§ **提示文**
_ _ _
ちうにちを考える

中日ドラゴンズ歴史研究家が中日の過去、現在、そして未来について持論を発表するブログです

MENU

泣くな、慎之介

●1-3阪神(3回戦)

 「中日(打線)で長打があるのはビシエドぐらい。 単打を打たれても、(走者は)一つずつしか進まない」

 阪神・青柳晃洋の “各駅停車発言” が波紋を呼んでいる。というより、ドラゴンズファンが一方的にショックを受けている。

 打っても打っても点にならない効率の悪さは長年の課題であるが、いざこうしてライバルに指摘されるとなかなか「食らう」ものがある。そして、まさにその思惑どおりに封じ込まれたわけだからぐうの音も出ない。

 昨日、スコアボードに9つの「0」を並べたドラゴンズ打線は一晩経っても湿ったまま。またしても好投する先発投手を見殺しにしてしまった。

 

ベンチで泣き濡れた小笠原

 初回からいい形で作った無死二塁のチャンスを逸すると、1死満塁の4回表は相手のエラーで1点取るのがやっと。次打者がダブルプレーを叩く様式美のような拙攻で “各駅ドラゴンズ” の本領を発揮した。
_ _ _
§ **データ記録**
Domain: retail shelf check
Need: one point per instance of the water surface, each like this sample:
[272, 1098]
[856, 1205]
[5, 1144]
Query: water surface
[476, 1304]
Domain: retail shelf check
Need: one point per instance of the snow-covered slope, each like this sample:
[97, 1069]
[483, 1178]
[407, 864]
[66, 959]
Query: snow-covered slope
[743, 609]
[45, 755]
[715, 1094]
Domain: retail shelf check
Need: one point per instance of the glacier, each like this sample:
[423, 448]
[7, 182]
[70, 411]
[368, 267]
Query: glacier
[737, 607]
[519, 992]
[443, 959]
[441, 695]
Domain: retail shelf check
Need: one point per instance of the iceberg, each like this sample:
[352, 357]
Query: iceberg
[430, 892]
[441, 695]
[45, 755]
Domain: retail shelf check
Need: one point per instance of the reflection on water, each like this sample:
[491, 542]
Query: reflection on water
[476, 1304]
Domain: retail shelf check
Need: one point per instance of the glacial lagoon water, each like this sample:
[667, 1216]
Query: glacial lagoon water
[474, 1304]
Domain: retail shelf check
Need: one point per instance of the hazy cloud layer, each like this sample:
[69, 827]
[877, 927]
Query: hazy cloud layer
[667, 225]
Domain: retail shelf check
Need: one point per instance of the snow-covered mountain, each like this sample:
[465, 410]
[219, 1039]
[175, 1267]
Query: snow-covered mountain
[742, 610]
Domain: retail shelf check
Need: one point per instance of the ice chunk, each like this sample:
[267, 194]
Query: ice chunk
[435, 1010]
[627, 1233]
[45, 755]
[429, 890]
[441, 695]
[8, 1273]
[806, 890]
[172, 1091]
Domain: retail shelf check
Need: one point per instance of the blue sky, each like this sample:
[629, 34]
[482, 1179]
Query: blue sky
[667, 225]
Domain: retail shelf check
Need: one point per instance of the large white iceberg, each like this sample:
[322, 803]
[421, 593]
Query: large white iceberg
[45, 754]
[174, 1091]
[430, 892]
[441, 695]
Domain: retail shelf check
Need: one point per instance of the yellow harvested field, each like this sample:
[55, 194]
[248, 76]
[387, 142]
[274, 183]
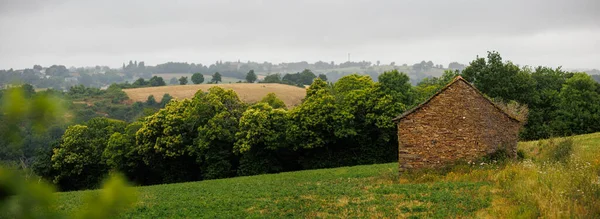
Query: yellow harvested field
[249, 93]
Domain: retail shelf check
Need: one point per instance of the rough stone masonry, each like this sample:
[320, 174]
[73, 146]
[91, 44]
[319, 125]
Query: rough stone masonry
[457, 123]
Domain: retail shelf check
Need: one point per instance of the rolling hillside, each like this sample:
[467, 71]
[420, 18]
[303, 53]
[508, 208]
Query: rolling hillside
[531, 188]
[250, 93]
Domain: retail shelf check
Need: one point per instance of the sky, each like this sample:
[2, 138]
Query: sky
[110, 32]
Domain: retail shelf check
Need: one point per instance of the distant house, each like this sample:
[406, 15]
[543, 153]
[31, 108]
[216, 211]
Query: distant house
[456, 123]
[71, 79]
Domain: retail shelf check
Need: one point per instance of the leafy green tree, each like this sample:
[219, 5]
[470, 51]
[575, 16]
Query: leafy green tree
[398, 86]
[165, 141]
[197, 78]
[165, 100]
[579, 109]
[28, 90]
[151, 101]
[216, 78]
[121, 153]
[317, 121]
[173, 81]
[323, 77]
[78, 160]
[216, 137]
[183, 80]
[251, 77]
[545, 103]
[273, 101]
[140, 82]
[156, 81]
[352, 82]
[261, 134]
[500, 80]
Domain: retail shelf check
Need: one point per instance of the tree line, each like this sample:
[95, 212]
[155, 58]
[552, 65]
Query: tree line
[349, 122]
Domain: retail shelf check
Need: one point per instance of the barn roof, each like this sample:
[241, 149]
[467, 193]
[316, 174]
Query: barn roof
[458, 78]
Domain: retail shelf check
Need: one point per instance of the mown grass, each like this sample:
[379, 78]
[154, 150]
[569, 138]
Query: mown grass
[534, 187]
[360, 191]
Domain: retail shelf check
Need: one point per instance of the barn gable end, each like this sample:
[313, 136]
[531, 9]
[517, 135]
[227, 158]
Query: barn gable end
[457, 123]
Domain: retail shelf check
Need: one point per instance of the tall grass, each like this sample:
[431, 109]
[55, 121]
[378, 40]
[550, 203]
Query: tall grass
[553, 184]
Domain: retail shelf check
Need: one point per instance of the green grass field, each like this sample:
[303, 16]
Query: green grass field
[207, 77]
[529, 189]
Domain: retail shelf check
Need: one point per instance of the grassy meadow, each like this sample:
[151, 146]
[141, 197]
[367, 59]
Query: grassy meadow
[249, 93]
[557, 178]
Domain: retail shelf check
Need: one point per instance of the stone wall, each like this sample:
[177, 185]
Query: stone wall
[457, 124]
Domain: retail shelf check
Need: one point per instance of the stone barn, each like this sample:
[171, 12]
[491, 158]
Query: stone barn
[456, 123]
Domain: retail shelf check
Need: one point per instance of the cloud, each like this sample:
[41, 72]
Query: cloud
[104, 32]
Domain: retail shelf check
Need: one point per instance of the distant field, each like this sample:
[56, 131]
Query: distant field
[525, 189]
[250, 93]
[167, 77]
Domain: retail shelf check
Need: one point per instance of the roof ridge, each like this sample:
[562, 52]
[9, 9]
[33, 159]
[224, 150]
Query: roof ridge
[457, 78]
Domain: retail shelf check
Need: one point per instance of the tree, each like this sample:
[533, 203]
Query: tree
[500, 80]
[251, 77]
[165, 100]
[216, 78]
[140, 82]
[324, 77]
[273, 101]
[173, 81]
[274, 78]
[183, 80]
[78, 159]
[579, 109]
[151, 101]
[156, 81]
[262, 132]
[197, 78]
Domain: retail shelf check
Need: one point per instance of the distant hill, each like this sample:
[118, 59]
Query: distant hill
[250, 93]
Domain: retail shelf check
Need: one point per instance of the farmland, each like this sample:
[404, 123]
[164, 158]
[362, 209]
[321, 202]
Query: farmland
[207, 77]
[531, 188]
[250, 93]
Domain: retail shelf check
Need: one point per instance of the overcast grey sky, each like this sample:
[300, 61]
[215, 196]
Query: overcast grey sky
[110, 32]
_ _ _
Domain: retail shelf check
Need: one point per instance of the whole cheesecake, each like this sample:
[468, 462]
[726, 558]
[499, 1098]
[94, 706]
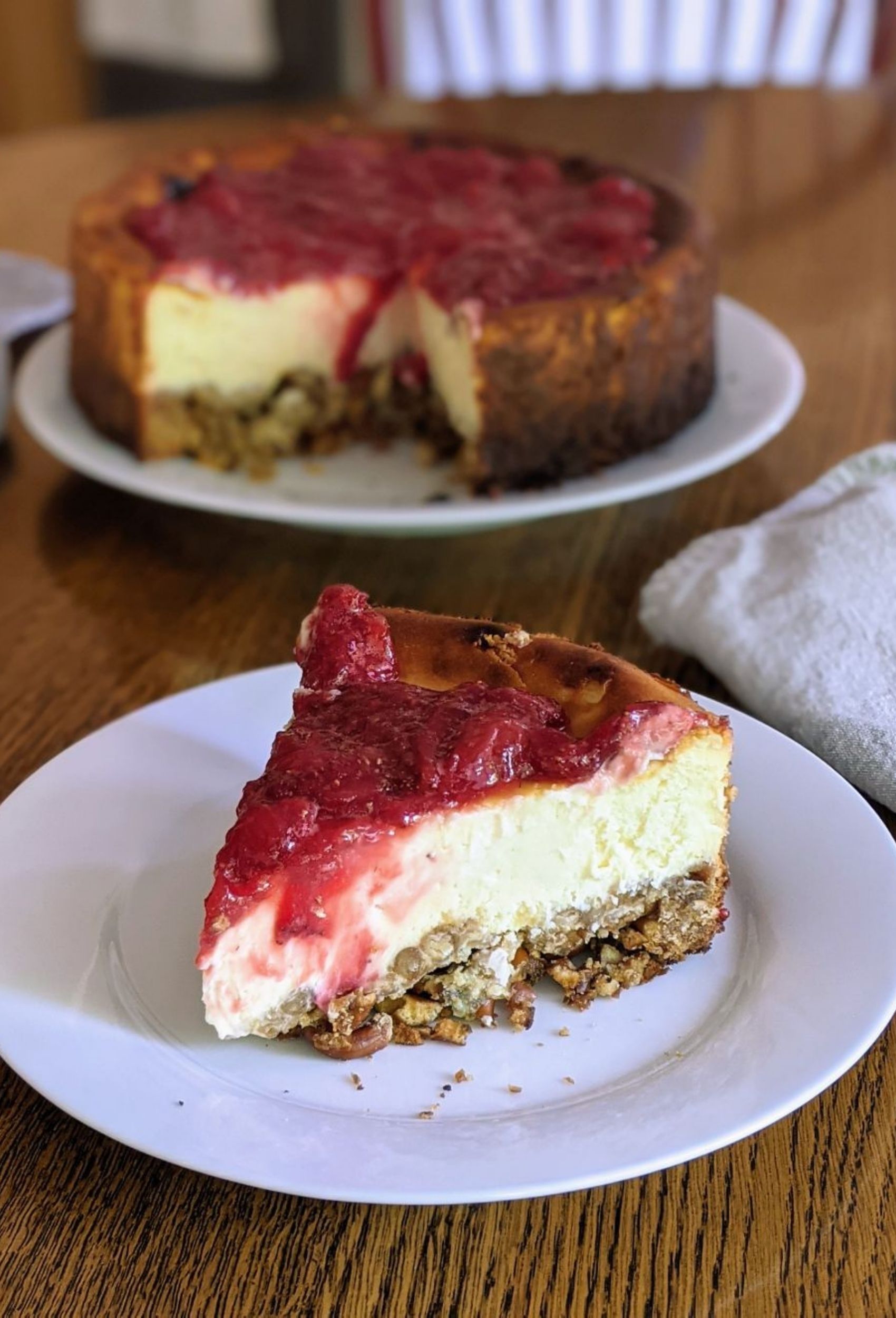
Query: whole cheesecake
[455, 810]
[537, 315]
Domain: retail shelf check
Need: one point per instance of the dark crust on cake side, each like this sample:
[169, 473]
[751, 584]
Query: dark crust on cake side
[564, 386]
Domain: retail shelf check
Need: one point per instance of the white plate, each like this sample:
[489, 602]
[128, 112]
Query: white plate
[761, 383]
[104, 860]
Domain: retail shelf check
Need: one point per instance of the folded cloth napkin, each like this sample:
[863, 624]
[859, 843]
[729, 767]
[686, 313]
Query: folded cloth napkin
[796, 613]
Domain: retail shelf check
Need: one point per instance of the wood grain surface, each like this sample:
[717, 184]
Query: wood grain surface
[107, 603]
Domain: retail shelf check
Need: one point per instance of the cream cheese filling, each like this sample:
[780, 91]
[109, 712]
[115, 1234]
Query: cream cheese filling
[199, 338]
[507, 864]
_ _ _
§ **学習目標**
1: 上の中日ドラゴンズに関するブログ記事のうち、「打っても打っても点にならない」から「投手を見殺しにしてしまった。」までを、両端の語句も含めて一字一句違えずに書き写しなさい。
2: 上の中日ドラゴンズに関するブログ記事によると、1死満塁の4回表にドラゴンズは何によって1点を取ったか。
3: 上の中日ドラゴンズに関するブログ記事を、最後の文の後から書き進めなさい。

§ **練習問題の解答**
1:
打っても打っても点にならない効率の悪さは長年の課題であるが、いざこうしてライバルに指摘されるとなかなか「食らう」ものがある。そして、まさにその思惑どおりに封じ込まれたわけだからぐうの音も出ない。

 昨日、スコアボードに9つの「0」を並べたドラゴンズ打線は一晩経っても湿ったまま。またしても好投する先発投手を見殺しにしてしまった。

2: 相手のエラーによって1点を取った。

3:
 6回表は2死からつながり一、二塁とするも京田陽太が一ゴロに倒れて得点ならず。その裏、尻上がりに調子を取り戻していた小笠原が遂に捕まり「次の1点」は阪神に転がり込んだ。

 これも紙一重というか、レフト滝野要の守備位置がもう少し前寄りならば、そして返球がもう少しホームベース寄りならばアウトのタイミングだっただけに、なんともモヤモヤが残る失点となった。

 もちろんあの状況では精一杯のプレーであり、滝野の一連の動作には何の無駄もなかったことは付け加えておく。

 続く梅野隆太郎に四球を許し、満塁としたところで小笠原はマウンドを譲った。目を腫らして虚(うつ)ろな表情で立ち尽くす姿がやけに印象的だった。ベンチに戻った小笠原はグラブを叩きつけ、タオルに顔を埋めた。おそらく悔し涙に暮れていたのだろう。

 ただ、決して責められるような投球をしたわけではない。初回先頭打者被弾を許すなどチェンジアップが狙われていると見るや、ストレートを軸に立て直したのは見事だった。昨季までの小笠原なら決め球に窮し、球数が嵩んで自滅していたことだろう。

 今日のようにストレートが走っていれば、自ずと勝ち星は付いてくるはずだ。何の心配もいらない。昨日の柳裕也に続いて、敗因はどう考えたって打線の不甲斐なさにある。

 

カンフル剤投入か

 9試合を終えてチーム本塁打はわずか1本。開幕戦でビシエドが逆転弾を放って以来、8試合連続の “音無し” では苦しい戦いが続くのも無理はない。むしろこの惨状で負け越し1に留まっているのが不思議なくらいだ。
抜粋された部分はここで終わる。